> _Отрывок_:

Кстати, познакомились мы как раз в газете. В 1927 году я прочел в газете «Смена» рассказ «Борцы». Сейчас мне не вспомнить его содержание: что-то из жизни цирка, приехавшего на гастроли в провинциальный город. Меня удивил не сюжет — удивила и запомнилась авторская манера, очень далекая от смеси эксцентризма и лирики, характерной тогда для стилевых поисков многих молодых прозаиков, в том числе и моих. Никаких синтаксических вывихов, никакого орнамента и словесной игры — все четко, точно, определенно, в добрых традициях русской реалистической прозы. Пожалуй, ближе всего к Куприну, тем более что Куприн и сам не раз писал о цирке.
Но не было там и эпигонства, школярского подражания: просто автору было удобно писать так, а не иначе, — он так и писал. Эта естественность интонации, поставленность голоса вызывали невольное уважение, несмотря на мою приверженность к совершенно иным литературным приемам. Мысленно я занес имя автора в список тех, кем стоит интересоваться и дальше, а это немало, если принять во внимание жесткий максимализм начинающих, которые обычно впускают в духовный свой обиход лишь немногих литературных собратьев!
Правда, имя это мне было отчасти знакомо. В Ленинграде в то время вышли на старт сразу шесть или семь способных очеркистов и фельетонистов: Тубельский и Рыже́й (Братья Тур), Михаил Лоскутов, Бор. Бродянский, Ефим Южный, Сергей Безбородов и тот, о ком я сейчас пишу. Леонид Радищев и здесь выделялся ясным, уверенным слогом без излишнего словесного щегольства и показной эрудиции, которыми нередко грешат фельетонисты. Видно было, что он хорошо знает то, о чем пишет, знает не понаслышке, не из справочников и энциклопедий, а непосредственно из окружающего его мира. Этот мир, как известно, представлял собой не легко обозримую модель, не стоял спокойно на месте, — он бурно двигался и менялся, так что изучать и описывать его приходилось на ходу; помогало лишь то, что мы двигались вместе с ним.

> _Задание 1_:
Выведите дословно часть отрывка, приведенного выше: начните со слов «Правда, имя это» и остановитесь после слов «вместе с ним.».

> _Исходные данные_:
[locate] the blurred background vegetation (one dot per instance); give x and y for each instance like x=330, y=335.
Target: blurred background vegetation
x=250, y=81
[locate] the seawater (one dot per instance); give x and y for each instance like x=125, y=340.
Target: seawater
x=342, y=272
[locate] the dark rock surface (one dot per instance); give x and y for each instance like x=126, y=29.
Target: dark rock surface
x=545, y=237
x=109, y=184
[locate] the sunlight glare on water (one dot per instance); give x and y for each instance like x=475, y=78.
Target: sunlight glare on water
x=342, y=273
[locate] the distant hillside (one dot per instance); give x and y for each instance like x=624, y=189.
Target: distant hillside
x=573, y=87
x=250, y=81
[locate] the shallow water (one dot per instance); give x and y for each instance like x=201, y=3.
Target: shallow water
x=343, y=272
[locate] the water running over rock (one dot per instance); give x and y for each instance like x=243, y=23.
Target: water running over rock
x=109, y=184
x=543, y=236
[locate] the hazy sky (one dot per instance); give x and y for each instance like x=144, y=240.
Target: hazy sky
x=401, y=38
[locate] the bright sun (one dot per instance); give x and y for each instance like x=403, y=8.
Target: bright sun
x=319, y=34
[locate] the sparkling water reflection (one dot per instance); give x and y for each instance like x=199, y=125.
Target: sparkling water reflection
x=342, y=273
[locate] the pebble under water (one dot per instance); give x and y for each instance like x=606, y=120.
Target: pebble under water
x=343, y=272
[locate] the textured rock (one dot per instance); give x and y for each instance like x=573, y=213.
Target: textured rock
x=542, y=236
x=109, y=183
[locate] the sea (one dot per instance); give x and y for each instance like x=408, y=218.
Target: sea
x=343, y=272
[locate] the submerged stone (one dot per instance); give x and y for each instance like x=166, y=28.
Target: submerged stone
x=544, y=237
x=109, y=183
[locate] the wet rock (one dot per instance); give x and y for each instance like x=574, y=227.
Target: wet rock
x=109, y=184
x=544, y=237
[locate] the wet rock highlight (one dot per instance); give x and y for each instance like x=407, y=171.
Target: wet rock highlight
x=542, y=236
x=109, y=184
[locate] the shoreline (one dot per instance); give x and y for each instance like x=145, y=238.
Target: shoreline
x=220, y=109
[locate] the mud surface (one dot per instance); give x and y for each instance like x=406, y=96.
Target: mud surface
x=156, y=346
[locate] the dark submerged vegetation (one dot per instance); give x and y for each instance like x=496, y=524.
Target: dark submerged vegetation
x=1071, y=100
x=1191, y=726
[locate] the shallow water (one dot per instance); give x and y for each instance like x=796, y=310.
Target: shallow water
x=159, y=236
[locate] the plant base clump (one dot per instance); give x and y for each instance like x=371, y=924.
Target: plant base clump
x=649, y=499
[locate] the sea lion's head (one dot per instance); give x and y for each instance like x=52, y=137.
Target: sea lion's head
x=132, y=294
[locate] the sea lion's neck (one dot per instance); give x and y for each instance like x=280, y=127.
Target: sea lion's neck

> _Задание 2_:
Верните без изменений строки из записей выше: начните со строки, в которой есть «[locate] the submerged», и закончите последней строкой записей.

> _Правильный ответ 1_:
Правда, имя это мне было отчасти знакомо. В Ленинграде в то время вышли на старт сразу шесть или семь способных очеркистов и фельетонистов: Тубельский и Рыже́й (Братья Тур), Михаил Лоскутов, Бор. Бродянский, Ефим Южный, Сергей Безбородов и тот, о ком я сейчас пишу. Леонид Радищев и здесь выделялся ясным, уверенным слогом без излишнего словесного щегольства и показной эрудиции, которыми нередко грешат фельетонисты. Видно было, что он хорошо знает то, о чем пишет, знает не понаслышке, не из справочников и энциклопедий, а непосредственно из окружающего его мира. Этот мир, как известно, представлял собой не легко обозримую модель, не стоял спокойно на месте, — он бурно двигался и менялся, так что изучать и описывать его приходилось на ходу; помогало лишь то, что мы двигались вместе с ним.

> _Правильный ответ 2_:
[locate] the submerged stone (one dot per instance); give x and y for each instance like x=166, y=28.
Target: submerged stone
x=544, y=237
x=109, y=183
[locate] the wet rock (one dot per instance); give x and y for each instance like x=574, y=227.
Target: wet rock
x=109, y=184
x=544, y=237
[locate] the wet rock highlight (one dot per instance); give x and y for each instance like x=407, y=171.
Target: wet rock highlight
x=542, y=236
x=109, y=184
[locate] the shoreline (one dot per instance); give x and y for each instance like x=145, y=238.
Target: shoreline
x=220, y=109
[locate] the mud surface (one dot per instance); give x and y for each instance like x=406, y=96.
Target: mud surface
x=156, y=346
[locate] the dark submerged vegetation (one dot per instance); give x and y for each instance like x=496, y=524.
Target: dark submerged vegetation
x=1071, y=100
x=1191, y=726
[locate] the shallow water (one dot per instance); give x and y for each instance like x=796, y=310.
Target: shallow water
x=159, y=236
[locate] the plant base clump (one dot per instance); give x and y for each instance like x=371, y=924.
Target: plant base clump
x=649, y=499
[locate] the sea lion's head (one dot per instance); give x and y for each instance like x=52, y=137.
Target: sea lion's head
x=132, y=294
[locate] the sea lion's neck (one dot per instance); give x and y for each instance like x=280, y=127.
Target: sea lion's neck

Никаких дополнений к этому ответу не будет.